* RECORDED DATA

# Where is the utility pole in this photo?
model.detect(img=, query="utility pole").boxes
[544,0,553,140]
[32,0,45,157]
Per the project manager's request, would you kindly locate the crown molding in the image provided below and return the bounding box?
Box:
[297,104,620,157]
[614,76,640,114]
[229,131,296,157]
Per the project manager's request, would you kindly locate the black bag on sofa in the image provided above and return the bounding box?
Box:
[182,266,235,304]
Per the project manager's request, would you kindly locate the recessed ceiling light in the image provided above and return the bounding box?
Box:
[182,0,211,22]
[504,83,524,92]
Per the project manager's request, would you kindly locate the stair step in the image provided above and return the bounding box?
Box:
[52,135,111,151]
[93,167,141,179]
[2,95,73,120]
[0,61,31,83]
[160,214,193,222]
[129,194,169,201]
...
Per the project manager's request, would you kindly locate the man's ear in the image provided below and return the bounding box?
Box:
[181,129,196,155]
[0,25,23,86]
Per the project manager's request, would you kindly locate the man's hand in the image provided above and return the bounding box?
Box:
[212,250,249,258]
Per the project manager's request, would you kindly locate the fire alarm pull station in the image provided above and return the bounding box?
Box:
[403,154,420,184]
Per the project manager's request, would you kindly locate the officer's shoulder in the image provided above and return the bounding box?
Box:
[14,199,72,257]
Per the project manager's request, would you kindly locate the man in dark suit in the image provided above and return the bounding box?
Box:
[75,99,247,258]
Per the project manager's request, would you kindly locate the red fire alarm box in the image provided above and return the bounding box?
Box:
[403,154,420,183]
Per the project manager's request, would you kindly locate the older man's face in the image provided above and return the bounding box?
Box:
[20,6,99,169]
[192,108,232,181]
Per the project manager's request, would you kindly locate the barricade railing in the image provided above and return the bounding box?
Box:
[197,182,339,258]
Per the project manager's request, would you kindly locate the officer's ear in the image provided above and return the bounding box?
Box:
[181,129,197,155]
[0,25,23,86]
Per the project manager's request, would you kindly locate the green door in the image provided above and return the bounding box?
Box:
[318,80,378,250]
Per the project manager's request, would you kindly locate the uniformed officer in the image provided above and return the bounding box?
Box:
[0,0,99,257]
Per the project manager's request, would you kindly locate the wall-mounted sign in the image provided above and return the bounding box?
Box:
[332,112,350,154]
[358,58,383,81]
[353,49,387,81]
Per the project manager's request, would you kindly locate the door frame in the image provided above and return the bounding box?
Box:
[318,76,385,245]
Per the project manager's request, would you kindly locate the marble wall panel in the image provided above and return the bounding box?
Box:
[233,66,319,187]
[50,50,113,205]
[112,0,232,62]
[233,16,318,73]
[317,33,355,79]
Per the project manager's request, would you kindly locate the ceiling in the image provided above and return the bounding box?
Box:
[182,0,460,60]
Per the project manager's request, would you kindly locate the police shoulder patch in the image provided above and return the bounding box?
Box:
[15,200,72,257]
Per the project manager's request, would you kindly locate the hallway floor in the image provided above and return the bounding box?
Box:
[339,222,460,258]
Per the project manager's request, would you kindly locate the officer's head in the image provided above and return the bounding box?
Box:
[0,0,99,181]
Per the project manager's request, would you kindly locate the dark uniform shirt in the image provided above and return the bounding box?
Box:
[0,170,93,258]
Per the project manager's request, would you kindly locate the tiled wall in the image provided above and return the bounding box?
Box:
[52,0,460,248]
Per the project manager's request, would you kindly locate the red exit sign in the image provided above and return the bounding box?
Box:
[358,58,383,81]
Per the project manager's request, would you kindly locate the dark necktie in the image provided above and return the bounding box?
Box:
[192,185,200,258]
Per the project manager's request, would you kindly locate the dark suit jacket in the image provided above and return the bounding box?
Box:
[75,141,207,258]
---
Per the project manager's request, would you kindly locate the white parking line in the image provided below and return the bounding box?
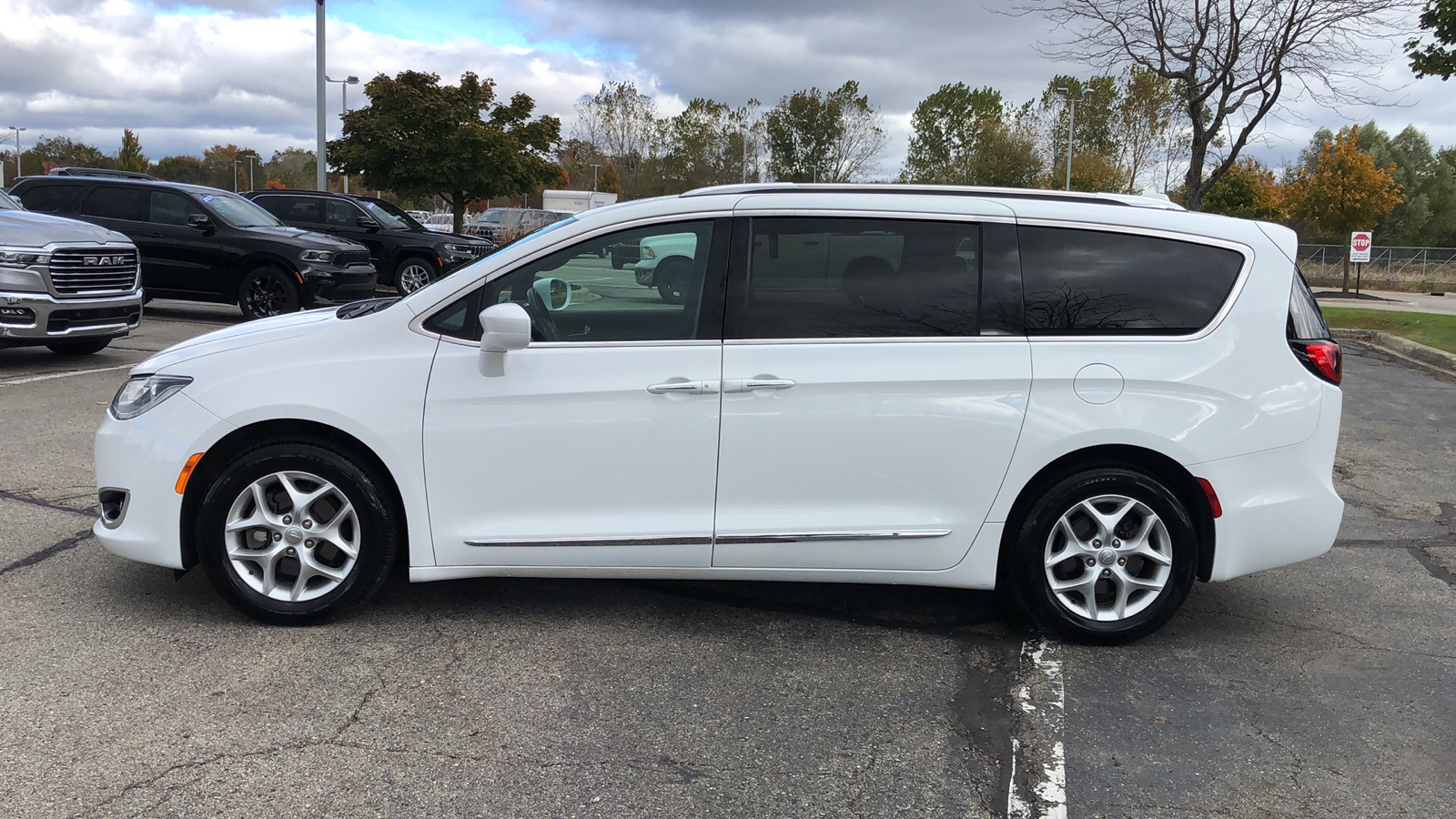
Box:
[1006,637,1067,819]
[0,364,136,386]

* TASK REQUIREMENTS
Express the lines of the records as a Markdown table with the columns Row and Content, starting with the line that contains "locate the stair" and going on through the line that contains "[129,194,169,201]", both included. Number each line in the Row column and leave out any blank lines.

* SOLUTION TO THIS PROBLEM
| Row | Content |
|---|---|
| 1 | Per the project manager's request, would you kindly locate the stair step in the image provided above and return the bounding box? |
| 2 | Box: |
| 3 | [52,135,111,151] |
| 4 | [93,167,141,179] |
| 5 | [2,95,73,120] |
| 6 | [0,61,31,83] |
| 7 | [160,214,193,222] |
| 8 | [129,194,169,201] |